EXTRAIT:
Dans
cette perspective, le summum de l’artiste « libre » serait donc le type qui n’a
jamais eu à vendre ses oeuvres sur le marché et qui enseigne dans le secteur
public. Il n’a pas à se préoccuper de ce que les consommateurs veulent et ne
fait uniquement que ce qu’il lui plaît. Évidemment, il n’y a rien de mal à ne
faire que ce qui nous plaît, tant et aussi longtemps que cela n’implique pas une
tierce partie – en l’occurrence, les contribuables.
Comme il n’a pas à
satisfaire les goûts d’éventuels clients, mais doit faire affaire avec des
fonctionnaires dont le mandat est de redistribuer la richesse à partir de
critères préétablis, notre artiste « libre » vit souvent dans une bulle. En
résultent des séries de monochromes, de la poésie incompréhensible, des
installations bidon, des symphonies cacophoniques… autant de biens culturels
donc seule une infime partie de personnes « éclairées » (et souvent en
moyen) veulent.
Encore une fois, qu’une
artiste réalise ce genre d’oeuvres hermétiques et qu’elle les finance avec son
argent – ou celui de sa blonde –, personne n’a rien à redire. Le problème est
que
plusieurs artistes le font aux frais de contribuables qui: 1) l’ignorent; 2)
n’entreront jamais en contact avec leurs « oeuvres »; et 3) n’en voudraient pas
même si on leur offrait ces oeuvres gratuitement.

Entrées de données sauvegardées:
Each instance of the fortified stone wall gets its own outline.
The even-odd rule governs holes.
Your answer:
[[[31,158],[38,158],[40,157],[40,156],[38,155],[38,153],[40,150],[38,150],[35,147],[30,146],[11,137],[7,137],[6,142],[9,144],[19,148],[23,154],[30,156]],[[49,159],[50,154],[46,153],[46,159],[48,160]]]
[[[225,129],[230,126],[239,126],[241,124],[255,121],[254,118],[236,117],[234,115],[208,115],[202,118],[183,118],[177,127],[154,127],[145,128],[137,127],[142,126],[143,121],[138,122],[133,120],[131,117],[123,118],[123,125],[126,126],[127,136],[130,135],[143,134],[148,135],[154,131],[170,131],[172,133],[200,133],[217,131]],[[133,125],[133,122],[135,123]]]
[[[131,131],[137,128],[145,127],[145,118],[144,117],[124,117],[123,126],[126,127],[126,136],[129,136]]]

CONSIGNE: Retapez en entier l'extrait sur l'artiste « libre », sans rien y changer, s'il vous plaît.

RÉSULTAT ATTENDU:
Dans
cette perspective, le summum de l’artiste « libre » serait donc le type qui n’a
jamais eu à vendre ses oeuvres sur le marché et qui enseigne dans le secteur
public. Il n’a pas à se préoccuper de ce que les consommateurs veulent et ne
fait uniquement que ce qu’il lui plaît. Évidemment, il n’y a rien de mal à ne
faire que ce qui nous plaît, tant et aussi longtemps que cela n’implique pas une
tierce partie – en l’occurrence, les contribuables.
Comme il n’a pas à
satisfaire les goûts d’éventuels clients, mais doit faire affaire avec des
fonctionnaires dont le mandat est de redistribuer la richesse à partir de
critères préétablis, notre artiste « libre » vit souvent dans une bulle. En
résultent des séries de monochromes, de la poésie incompréhensible, des
installations bidon, des symphonies cacophoniques… autant de biens culturels
donc seule une infime partie de personnes « éclairées » (et souvent en
moyen) veulent.
Encore une fois, qu’une
artiste réalise ce genre d’oeuvres hermétiques et qu’elle les finance avec son
argent – ou celui de sa blonde –, personne n’a rien à redire. Le problème est
que
plusieurs artistes le font aux frais de contribuables qui: 1) l’ignorent; 2)
n’entreront jamais en contact avec leurs « oeuvres »; et 3) n’en voudraient pas
même si on leur offrait ces oeuvres gratuitement.